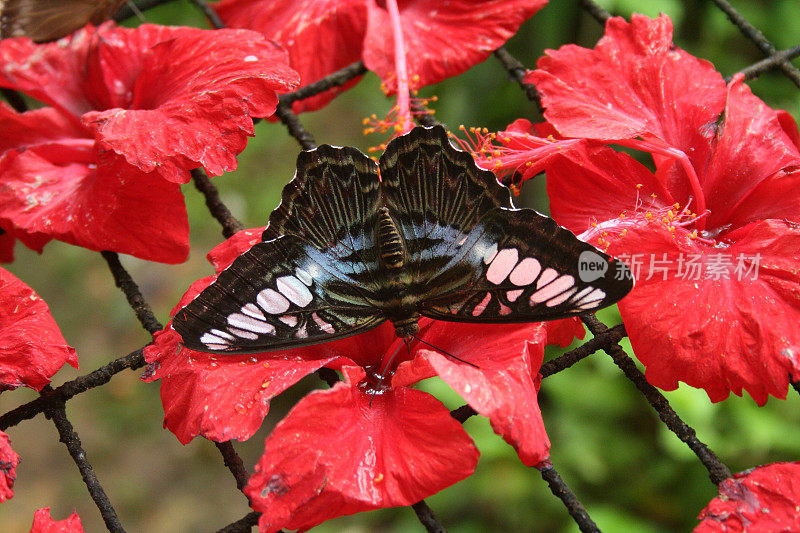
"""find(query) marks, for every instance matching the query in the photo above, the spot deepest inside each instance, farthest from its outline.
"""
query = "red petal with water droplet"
(32, 348)
(634, 83)
(8, 468)
(502, 388)
(751, 146)
(222, 255)
(166, 99)
(722, 335)
(57, 191)
(220, 397)
(44, 523)
(306, 29)
(194, 99)
(335, 454)
(760, 500)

* * *

**Aim**
Copy the listing exactly. Any image in it stays out of the copy.

**Worked solution**
"""find(query) marks, for every instance matching the query in the photo above, the spot deepest inside each instance, farthest from its outline.
"""
query = "red petal with water droplet"
(32, 348)
(634, 83)
(8, 468)
(502, 388)
(751, 146)
(222, 255)
(166, 99)
(722, 335)
(57, 191)
(220, 397)
(44, 523)
(306, 29)
(194, 99)
(335, 454)
(760, 500)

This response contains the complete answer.